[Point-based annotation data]

%%

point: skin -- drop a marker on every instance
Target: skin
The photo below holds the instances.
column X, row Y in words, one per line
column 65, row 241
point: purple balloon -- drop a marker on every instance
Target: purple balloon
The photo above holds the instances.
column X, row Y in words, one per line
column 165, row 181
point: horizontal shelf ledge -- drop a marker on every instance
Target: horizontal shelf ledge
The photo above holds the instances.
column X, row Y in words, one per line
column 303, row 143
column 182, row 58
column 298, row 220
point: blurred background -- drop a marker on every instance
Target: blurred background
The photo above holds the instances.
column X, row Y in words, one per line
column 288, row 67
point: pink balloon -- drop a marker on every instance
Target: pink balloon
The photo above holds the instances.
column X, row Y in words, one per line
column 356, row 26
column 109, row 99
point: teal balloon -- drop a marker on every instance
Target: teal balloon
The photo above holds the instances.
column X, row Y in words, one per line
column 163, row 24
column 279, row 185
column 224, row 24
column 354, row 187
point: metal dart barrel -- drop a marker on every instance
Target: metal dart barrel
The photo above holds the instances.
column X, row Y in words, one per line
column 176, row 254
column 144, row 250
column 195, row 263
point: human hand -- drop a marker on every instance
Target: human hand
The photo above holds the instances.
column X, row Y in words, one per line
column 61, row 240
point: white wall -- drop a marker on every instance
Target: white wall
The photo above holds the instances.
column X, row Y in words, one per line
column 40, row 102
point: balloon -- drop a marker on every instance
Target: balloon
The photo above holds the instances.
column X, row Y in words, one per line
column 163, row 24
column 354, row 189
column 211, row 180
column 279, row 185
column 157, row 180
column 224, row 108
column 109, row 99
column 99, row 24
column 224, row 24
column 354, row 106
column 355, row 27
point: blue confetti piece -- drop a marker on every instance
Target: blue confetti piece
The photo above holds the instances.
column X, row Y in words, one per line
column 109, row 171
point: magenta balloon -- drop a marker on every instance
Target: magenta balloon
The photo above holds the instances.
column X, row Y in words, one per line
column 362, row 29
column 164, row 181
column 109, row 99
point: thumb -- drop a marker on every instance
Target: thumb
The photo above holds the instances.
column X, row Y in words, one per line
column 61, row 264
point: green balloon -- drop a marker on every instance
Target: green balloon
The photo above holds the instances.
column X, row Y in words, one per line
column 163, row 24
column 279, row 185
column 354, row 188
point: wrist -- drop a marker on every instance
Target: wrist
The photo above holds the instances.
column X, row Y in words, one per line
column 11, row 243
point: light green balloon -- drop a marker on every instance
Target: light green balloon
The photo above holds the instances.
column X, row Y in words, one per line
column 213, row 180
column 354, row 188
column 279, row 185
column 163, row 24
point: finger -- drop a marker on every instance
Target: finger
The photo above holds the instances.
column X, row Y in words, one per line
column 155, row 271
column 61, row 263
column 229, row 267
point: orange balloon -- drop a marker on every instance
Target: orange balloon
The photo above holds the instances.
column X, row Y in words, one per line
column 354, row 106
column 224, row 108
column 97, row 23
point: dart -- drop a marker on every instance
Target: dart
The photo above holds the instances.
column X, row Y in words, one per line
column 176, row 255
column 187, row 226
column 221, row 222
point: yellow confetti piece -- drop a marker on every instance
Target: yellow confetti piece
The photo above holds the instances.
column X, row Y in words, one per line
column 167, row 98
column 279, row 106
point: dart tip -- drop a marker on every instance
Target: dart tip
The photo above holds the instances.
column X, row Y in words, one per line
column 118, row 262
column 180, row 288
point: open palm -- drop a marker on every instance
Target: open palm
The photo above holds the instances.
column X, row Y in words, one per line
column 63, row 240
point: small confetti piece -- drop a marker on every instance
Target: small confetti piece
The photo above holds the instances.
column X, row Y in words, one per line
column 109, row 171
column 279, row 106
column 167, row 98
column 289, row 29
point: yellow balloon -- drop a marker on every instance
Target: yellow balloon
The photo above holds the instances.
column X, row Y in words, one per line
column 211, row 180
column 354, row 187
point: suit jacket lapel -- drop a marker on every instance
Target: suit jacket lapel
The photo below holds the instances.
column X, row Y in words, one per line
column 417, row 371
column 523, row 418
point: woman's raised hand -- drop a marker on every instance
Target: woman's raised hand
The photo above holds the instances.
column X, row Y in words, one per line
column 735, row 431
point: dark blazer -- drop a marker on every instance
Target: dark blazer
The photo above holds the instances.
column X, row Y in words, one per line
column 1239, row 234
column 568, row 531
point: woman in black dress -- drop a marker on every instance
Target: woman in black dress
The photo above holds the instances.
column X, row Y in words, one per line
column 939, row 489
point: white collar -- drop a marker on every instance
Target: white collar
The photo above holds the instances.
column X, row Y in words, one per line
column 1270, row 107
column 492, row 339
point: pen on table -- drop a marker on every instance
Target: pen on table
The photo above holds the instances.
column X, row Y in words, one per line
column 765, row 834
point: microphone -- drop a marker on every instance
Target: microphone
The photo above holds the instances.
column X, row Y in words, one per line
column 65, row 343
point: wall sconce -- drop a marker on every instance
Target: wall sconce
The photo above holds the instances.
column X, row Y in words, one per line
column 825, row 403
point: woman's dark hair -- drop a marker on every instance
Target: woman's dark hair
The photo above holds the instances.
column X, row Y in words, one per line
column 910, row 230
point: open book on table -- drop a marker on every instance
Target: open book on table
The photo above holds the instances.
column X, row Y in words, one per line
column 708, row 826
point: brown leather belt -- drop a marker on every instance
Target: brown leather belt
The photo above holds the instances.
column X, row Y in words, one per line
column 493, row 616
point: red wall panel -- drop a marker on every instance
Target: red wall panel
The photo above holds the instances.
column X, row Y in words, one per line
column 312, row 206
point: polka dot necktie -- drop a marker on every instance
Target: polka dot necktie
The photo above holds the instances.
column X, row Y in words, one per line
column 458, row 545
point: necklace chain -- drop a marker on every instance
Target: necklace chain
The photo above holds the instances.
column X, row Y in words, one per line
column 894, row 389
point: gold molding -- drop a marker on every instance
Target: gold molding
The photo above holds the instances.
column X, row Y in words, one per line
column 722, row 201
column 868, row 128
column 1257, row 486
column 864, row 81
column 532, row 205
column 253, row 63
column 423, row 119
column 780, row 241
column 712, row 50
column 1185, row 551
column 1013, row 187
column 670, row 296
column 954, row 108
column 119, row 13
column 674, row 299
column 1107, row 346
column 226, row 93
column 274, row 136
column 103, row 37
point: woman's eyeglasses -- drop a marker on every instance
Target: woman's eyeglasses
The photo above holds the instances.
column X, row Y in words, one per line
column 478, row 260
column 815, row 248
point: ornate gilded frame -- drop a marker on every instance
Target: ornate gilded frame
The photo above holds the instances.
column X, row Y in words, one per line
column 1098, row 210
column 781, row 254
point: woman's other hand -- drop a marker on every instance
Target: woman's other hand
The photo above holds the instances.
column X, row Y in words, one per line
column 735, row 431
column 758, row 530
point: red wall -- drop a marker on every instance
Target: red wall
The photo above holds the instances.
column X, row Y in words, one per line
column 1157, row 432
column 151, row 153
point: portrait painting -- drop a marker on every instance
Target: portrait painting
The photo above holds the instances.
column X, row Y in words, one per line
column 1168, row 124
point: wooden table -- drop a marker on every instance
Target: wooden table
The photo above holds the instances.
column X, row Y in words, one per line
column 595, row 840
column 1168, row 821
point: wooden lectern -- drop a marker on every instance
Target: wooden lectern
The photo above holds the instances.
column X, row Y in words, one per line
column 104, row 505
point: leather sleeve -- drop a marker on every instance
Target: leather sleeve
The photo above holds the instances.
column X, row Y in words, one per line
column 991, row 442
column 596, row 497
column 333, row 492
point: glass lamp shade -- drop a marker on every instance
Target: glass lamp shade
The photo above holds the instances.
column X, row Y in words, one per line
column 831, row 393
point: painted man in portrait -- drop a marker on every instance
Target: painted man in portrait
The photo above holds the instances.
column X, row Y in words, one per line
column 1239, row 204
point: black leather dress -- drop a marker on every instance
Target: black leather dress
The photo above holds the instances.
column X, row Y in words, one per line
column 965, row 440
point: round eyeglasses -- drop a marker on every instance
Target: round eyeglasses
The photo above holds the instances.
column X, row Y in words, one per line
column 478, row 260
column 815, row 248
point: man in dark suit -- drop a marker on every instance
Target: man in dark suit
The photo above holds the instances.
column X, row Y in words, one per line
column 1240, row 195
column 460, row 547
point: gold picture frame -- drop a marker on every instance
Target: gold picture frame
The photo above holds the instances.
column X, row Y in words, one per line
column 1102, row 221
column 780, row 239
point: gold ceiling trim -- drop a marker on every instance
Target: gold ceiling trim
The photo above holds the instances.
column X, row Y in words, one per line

%%

_Stated problem_. Reproduce the part of the entries above that starts with the line containing "point: glass lamp" and ends with the line containing "column 965, row 440", keeping every line as it appears, both end lines included.

_Expected answer_.
point: glass lamp shade -- drop a marker on every instance
Target: glass lamp shade
The photo above holds the instances.
column X, row Y in words, one per line
column 831, row 393
point: painted man in portrait -- drop a marker on every instance
Target: painted man in portrait
The photo above holds the instances.
column X, row Y in words, one per line
column 1239, row 204
point: black leather dress -- drop a marker on every instance
Target: black leather dress
The photo above holds the instances.
column X, row Y in words, one per line
column 965, row 440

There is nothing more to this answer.